_SHORT PROBLEM_: Rescale the items below, beginning at the line that contains "of the large" and continuing through the last item. Reproduce every line in that span, requests included unchanged, with each x and y coordinate in the answers multiplied by 2 and rounded to a whole number, halves rounding up.
■ ■ ■ ■
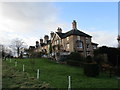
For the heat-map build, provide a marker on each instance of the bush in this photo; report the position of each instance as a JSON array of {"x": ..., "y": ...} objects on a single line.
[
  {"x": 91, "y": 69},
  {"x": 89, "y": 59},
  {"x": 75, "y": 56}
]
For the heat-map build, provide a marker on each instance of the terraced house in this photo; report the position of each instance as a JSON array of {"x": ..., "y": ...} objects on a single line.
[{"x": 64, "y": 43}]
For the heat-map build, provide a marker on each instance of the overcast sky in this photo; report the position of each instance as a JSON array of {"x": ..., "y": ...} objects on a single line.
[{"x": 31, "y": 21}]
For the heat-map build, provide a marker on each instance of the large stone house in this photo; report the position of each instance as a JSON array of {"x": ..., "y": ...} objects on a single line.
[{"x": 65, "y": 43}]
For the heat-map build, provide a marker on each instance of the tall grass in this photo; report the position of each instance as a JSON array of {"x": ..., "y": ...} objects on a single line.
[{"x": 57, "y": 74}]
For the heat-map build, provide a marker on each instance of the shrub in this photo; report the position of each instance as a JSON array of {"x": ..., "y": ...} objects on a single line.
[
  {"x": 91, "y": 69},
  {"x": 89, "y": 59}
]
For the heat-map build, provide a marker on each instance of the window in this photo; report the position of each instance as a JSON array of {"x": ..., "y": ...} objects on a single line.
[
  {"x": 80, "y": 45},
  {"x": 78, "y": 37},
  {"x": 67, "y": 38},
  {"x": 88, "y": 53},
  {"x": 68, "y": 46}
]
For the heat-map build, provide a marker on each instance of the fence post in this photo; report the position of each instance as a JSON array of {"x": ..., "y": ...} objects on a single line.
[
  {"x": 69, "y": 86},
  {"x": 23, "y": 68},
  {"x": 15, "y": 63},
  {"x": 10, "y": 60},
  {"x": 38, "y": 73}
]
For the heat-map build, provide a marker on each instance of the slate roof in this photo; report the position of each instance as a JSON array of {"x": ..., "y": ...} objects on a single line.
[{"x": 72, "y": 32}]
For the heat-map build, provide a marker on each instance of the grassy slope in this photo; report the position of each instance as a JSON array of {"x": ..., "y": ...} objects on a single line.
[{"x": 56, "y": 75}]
■ ■ ■ ■
_RESPONSE FOR THIS EXERCISE_:
For the heat-map build, provide a marker on each instance of the large stone house in this photo; report the position of each instance as a JSON array of {"x": ..., "y": ...} objects on a single line.
[{"x": 130, "y": 86}]
For the heat-map build, provide a marker on each instance of the tall grass in this photo; report the position of each instance as a JSON array of {"x": ..., "y": ...} objects on a single line.
[{"x": 114, "y": 148}]
For the heat-map build, provide a marker on each instance of the shrub in this photo; report the position of each instance as a JSON array of {"x": ..., "y": ...} objects on a single line.
[
  {"x": 182, "y": 138},
  {"x": 178, "y": 118}
]
For the heat-map build, provide a marker on each instance of the window in this photo; report the position of each instance as a JSON array of {"x": ..., "y": ...} objects on a single line.
[
  {"x": 160, "y": 90},
  {"x": 156, "y": 74},
  {"x": 134, "y": 76},
  {"x": 176, "y": 106},
  {"x": 136, "y": 92}
]
For the heat-map build, provide a marker on each instance of the fence post in this photo; report the position of each instance as a JSON array of {"x": ..., "y": ...} objects on a single line.
[
  {"x": 138, "y": 172},
  {"x": 46, "y": 136},
  {"x": 30, "y": 126},
  {"x": 20, "y": 120},
  {"x": 76, "y": 146}
]
For the heat-map build, provide a marker on each instance of the slate roof in this photo; report the position of each instance as a JSON array of {"x": ..., "y": ...} objects on a single line.
[{"x": 144, "y": 64}]
For the heat-map build, provide a marker on each instance of the grassy slope in this photo; report the position of each instance as a JSON array of {"x": ..., "y": ...} objects on a single line.
[{"x": 112, "y": 150}]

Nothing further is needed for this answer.